Stored data
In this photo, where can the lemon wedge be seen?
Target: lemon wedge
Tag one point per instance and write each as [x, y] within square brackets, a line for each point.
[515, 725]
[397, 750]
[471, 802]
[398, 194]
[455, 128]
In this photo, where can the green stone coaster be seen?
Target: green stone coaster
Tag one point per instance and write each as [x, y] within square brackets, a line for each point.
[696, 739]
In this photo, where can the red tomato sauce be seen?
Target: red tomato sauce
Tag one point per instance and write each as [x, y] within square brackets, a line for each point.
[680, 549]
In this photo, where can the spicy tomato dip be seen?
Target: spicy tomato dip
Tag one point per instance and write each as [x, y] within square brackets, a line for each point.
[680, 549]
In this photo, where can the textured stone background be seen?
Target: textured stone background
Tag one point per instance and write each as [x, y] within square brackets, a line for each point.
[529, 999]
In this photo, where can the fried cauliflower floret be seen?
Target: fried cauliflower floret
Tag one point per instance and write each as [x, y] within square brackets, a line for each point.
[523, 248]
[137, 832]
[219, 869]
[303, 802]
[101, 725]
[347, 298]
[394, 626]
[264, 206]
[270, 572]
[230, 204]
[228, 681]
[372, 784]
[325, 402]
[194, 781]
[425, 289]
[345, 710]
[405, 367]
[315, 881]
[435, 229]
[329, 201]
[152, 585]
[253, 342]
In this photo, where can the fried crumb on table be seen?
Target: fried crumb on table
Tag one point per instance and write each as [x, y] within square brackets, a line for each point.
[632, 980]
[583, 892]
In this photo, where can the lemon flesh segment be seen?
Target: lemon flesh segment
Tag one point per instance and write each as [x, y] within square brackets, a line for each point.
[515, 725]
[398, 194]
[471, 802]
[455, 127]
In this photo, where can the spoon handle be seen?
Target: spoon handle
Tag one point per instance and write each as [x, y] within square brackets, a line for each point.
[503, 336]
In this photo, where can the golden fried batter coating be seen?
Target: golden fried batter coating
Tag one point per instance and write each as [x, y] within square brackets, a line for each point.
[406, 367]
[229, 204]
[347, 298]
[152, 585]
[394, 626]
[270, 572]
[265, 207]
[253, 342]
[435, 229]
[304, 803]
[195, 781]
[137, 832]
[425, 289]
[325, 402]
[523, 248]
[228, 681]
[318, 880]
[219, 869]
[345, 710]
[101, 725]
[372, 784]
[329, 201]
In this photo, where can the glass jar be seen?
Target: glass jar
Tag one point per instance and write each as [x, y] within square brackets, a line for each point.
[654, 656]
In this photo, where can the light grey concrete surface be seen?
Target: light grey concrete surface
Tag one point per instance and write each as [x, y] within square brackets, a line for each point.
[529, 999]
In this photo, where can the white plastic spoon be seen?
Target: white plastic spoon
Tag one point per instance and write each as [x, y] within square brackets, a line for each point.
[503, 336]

_What to produce_:
Repeat every line of the records above word for word, in the same order.

_In response_:
In this photo, where can the lemon wedge be seen?
Target: lemon wedge
Tag one point per instance and write each as [x, y] within square brackets, a line for each point.
[515, 725]
[397, 750]
[471, 802]
[398, 194]
[455, 128]
In this photo, where can the green stone coaster be seen?
Target: green stone coaster
Tag one point per instance and write each as [x, y] within square brackets, a line for each point.
[696, 739]
In this photo, where can the red tomato sauce be seen?
Target: red tomato sauce
Tag one point per instance and write each as [x, y] within square brackets, a line for each point.
[680, 549]
In this photo, where can the spicy tomato dip be seen?
Target: spicy tomato dip
Tag one point per instance and write each as [x, y] within square brackets, a line for each point.
[680, 549]
In this photo, where can the textured stone background be seen?
Target: textured stone background
Tag one point per instance and write each as [x, y] within square brackets, a line for each point.
[529, 999]
In this photo, where can the fried cauliflower floret be seen?
Target: fried cauliflower floret
Tag one point per instance and write each as [x, y] within square brackets, a line for each point.
[523, 248]
[137, 832]
[219, 869]
[303, 802]
[101, 725]
[347, 298]
[394, 626]
[264, 206]
[270, 572]
[230, 204]
[228, 681]
[372, 784]
[325, 402]
[194, 781]
[425, 289]
[345, 710]
[405, 367]
[315, 881]
[435, 229]
[329, 201]
[152, 585]
[253, 342]
In this photo, where can the fried crumb on table be seen?
Target: fried crumb on table
Tag one point per instance and write each as [x, y] within square brackets, a line for each point.
[632, 980]
[583, 892]
In this photo, where can the lemon flesh segment be seen?
Target: lemon flesh segment
Tag one point per instance and write each as [x, y] within square brackets, a line for each point.
[515, 725]
[398, 194]
[471, 802]
[455, 127]
In this photo, where can the spoon handle be seen?
Target: spoon handle
Tag one point per instance and write each as [x, y] within square brackets, a line for each point.
[503, 336]
In this photo, where can the golden fried batter coating be seen?
Target: golden fried batter coating
Tag one point per instance and write each as [x, y] within square brackets, a line for each point.
[406, 367]
[229, 204]
[347, 298]
[152, 585]
[394, 626]
[270, 572]
[265, 207]
[253, 342]
[435, 229]
[304, 803]
[195, 781]
[137, 832]
[425, 289]
[325, 402]
[523, 248]
[228, 681]
[318, 880]
[219, 869]
[345, 710]
[101, 725]
[372, 784]
[329, 201]
In this photo, where can the glass jar be seen?
Target: glass jar
Tag one point per instance and write each as [x, y] within square brackets, a line for each point.
[654, 656]
In this photo, where can the light grey concrete surface be seen?
Target: light grey concrete surface
Tag one point per instance and write each as [x, y] within square brackets, a line for each point.
[529, 999]
In this photo, where can the white plastic spoon be seen?
Target: white plastic spoon
Tag one point per instance and write each as [x, y] within square brackets, a line for each point.
[503, 336]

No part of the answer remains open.